**Goal**
Format the data from the line with "put a marker on the fence mesh netting" through the last line as a numbered list, leaving out any blank lines.

**Exercise material**
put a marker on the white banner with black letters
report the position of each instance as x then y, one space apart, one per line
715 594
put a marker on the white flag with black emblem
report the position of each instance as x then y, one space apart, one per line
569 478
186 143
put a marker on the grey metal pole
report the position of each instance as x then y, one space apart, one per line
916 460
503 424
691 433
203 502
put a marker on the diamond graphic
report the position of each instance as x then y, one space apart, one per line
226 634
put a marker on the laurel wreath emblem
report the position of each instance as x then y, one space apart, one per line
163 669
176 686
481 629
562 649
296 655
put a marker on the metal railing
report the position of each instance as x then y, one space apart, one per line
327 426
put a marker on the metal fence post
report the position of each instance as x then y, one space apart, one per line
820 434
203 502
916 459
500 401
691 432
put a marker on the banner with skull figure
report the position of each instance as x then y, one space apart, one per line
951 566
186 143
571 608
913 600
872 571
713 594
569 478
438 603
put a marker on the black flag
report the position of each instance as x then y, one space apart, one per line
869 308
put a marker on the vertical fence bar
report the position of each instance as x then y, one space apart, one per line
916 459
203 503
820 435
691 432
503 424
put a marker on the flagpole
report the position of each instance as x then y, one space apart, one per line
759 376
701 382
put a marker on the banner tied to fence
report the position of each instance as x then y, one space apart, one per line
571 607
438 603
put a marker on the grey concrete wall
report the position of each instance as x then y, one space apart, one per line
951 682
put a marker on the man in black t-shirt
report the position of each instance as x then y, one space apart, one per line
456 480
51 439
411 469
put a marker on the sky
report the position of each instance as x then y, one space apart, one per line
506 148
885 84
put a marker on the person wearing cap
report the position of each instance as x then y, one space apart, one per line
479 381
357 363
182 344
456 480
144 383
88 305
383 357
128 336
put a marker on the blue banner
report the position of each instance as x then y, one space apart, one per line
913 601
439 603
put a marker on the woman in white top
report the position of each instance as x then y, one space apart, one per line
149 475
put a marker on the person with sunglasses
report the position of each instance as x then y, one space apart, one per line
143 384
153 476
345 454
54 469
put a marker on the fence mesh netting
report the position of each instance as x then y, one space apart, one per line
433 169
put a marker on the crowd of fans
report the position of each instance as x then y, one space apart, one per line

**Full response**
1. put a marker on the fence mesh netting
2. report the position of each instance as x then y, one space apart, one per line
3. 433 169
4. put a marker on the crowd of fans
5. report the position of each instance as x then y, one space apart, one per line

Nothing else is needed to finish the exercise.